## What this task involves
Exactly and only the lines from the line holding "Practice step: point at the foliage" to the end of the records should be reproduced. Leave pictures out.

## Supplied data
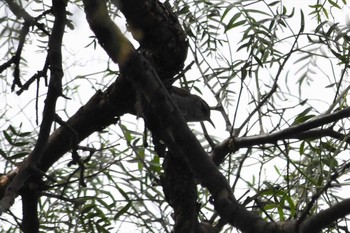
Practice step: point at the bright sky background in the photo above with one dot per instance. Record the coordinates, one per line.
(85, 61)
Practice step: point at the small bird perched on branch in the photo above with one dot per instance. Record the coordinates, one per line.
(192, 107)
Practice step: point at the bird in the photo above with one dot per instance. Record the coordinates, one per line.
(192, 107)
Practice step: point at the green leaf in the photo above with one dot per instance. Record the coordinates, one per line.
(232, 21)
(122, 211)
(302, 117)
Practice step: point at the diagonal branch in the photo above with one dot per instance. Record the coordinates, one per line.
(54, 91)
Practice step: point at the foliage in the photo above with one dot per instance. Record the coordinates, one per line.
(263, 66)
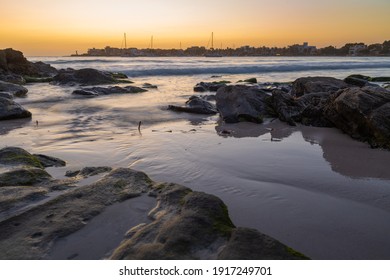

## Task result
Practice step: point at the foliage in the photo above with one dot per instance. Record the coordinates, one per line.
(263, 66)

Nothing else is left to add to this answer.